Quoted passage =>
☆ ☆ ☆

Week 5 - Air Pollution

Question 1

What is solar radiation at Earth’s distance for the Sun?

Answer 1

~1370 W m-2 (solar constant ,So)

Question 2

% of Solar,short wave radiation (SW) absorbed by the Earth?

Answer 2

~70%

Question 3

% of Solar,short wave radiation (SW) reflected by the Earth

Answer 3

~30%

Question 4

Global mean mole fraction of CH4?

Answer 4

~1800 ppbv

Question 5

Atmospheric lifetime of methane?

Answer 5

~10 years

Question 6

How does atmospheric mixing time compare to a species’ lifetime in determining its distribution?

Answer 6

If 𝜏𝑥 ≪ 𝜏mixing , the species is removed much faster than it can be mixed throughout the atmosphere, the species is removed much faster than it can be mixed throughout the atmosphere.
Therefore, mixing has little influence on its spatial distribution, and the species remains concentrated near its source.

Question 7

What are the main sources of methane (CH₄)?

Answer 7

Natural: Wetlands, termites, ocean sediments
Human-made: Agriculture (livestock, rice), landfills, fossil fuels, biomass burning

Question 8

What are some examples of non-CO2 greenhouse gases and their characteristics?

Answer 8

Long-lived: N₂O (Nitrous Oxide), CFCs (Chlorofluorocarbons), CH₄ (Methane)

Short-lived: O₃ (Ozone)

Interact with outgoing long-wave (LW) terrestrial radiation

Question 9

How do aerosols (PM) impact climate?

Answer 9

Aerosols scatter and absorb incoming short (SW) solar radiation
E.g. sulphate, nitrate, organic aerosols , black carbon

Question 10

What factors influence radiative forcing, which impacts climate?

Answer 10

Change in atmospheric concentration from pre-industrial to present-day.

Efficiency in impacting radiation (e.g., spectroscopy, aerosol size/composition).

Question 11

How are future impacts of emissions of different species compared?

Answer 11

Using Global Warming Potentials (GWP) based on:
(Radiative Forcing of GHG × Atmospheric Lifetime) / (Radiative Forcing of CO₂ × Atmospheric Lifetime of CO₂)

☆ ☆ ☆

Brief A => In the Week 5 air pollution notes, what examples of aerosols are listed?
Brief B => From the Week 5 air pollution notes, write out word for word the part that opens with the words containing "If 𝜏𝑥 ≪ 𝜏mixing" and closes with "of methane (CH₄)?".
Brief C => Translate this sentence from the Week 5 air pollution notes into Spanish: "Therefore, mixing has little influence on its spatial distribution, and the species remains concentrated near its source."

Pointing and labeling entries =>
☆ ☆ ☆

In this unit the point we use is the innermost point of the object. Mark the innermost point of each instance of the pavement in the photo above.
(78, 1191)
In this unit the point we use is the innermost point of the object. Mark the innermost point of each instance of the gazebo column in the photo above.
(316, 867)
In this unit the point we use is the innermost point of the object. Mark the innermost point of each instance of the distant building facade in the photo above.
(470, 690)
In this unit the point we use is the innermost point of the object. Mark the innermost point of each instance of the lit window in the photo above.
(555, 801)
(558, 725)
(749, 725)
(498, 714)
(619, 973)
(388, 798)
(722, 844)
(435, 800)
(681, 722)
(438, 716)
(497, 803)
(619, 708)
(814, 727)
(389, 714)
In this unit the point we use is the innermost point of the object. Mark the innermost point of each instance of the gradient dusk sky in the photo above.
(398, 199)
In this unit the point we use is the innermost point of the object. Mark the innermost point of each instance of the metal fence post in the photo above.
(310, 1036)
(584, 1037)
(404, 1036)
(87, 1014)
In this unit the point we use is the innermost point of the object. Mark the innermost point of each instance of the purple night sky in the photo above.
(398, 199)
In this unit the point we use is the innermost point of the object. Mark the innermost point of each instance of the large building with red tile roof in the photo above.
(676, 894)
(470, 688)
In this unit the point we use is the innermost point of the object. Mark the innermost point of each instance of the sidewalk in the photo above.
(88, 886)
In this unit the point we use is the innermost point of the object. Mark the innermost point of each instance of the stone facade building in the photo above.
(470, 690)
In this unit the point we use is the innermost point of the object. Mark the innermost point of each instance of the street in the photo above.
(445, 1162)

☆ ☆ ☆

Output A => sulphate, nitrate, organic aerosols, black carbon

Output B =>
If 𝜏𝑥 ≪ 𝜏mixing , the species is removed much faster than it can be mixed throughout the atmosphere, the species is removed much faster than it can be mixed throughout the atmosphere.
Therefore, mixing has little influence on its spatial distribution, and the species remains concentrated near its source.

Question 7

What are the main sources of methane (CH₄)?

Output C => Por lo tanto, la mezcla tiene poca influencia en su distribución espacial, y la especie permanece concentrada cerca de su fuente.